[Start Input for this task]

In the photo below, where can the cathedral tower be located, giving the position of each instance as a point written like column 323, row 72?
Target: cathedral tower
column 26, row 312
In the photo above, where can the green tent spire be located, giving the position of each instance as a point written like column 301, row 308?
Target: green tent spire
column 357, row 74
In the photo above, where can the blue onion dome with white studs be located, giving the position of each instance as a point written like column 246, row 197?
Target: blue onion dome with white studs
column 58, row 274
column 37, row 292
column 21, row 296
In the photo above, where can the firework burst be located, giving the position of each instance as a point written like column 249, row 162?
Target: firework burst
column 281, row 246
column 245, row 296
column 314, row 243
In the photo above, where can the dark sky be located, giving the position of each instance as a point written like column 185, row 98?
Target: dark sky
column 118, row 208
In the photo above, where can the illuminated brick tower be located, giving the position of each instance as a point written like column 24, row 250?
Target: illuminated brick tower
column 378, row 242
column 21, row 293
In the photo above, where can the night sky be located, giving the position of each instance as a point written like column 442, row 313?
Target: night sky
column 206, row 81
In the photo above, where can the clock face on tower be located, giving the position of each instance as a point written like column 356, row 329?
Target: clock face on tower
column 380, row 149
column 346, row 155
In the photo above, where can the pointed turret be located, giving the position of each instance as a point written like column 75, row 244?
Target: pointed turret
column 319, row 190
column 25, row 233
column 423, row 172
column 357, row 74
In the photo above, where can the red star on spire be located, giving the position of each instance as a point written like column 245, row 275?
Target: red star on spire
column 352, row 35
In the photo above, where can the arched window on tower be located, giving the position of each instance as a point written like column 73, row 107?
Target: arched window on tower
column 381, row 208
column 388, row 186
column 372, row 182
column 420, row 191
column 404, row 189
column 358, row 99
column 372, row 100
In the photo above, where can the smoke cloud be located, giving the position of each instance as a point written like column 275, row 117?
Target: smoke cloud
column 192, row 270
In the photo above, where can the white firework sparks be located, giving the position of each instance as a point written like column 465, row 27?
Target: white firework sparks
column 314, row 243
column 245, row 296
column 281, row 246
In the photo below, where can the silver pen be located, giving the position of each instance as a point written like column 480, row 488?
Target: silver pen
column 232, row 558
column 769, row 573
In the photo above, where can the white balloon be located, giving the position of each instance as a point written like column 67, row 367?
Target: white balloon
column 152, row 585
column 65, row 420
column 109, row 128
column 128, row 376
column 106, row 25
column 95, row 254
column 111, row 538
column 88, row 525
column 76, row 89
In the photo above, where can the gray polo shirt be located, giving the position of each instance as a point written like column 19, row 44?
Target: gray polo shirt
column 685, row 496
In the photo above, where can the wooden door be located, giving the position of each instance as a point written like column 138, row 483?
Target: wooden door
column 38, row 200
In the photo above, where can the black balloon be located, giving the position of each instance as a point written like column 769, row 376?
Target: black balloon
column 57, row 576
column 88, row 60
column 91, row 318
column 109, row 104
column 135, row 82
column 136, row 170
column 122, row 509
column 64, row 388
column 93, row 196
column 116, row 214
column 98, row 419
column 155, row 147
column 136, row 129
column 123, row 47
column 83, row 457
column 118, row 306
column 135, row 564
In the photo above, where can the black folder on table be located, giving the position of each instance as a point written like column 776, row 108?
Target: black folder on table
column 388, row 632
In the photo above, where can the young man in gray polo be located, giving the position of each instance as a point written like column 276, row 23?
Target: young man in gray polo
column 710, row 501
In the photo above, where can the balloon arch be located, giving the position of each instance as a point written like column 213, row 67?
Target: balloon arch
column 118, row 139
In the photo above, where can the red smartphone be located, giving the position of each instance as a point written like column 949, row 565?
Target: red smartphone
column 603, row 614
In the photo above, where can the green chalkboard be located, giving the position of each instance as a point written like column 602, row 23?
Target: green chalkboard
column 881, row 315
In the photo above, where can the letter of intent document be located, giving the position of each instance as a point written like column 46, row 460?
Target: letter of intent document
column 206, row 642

[End Input for this task]

Requirements: Quote word for word every line from the beginning of the records down through the line containing "column 26, row 312", including that line.

Task answer:
In the photo below, where can the cathedral tower be located, giving the position of each instance as a point written like column 323, row 72?
Target: cathedral tower
column 26, row 312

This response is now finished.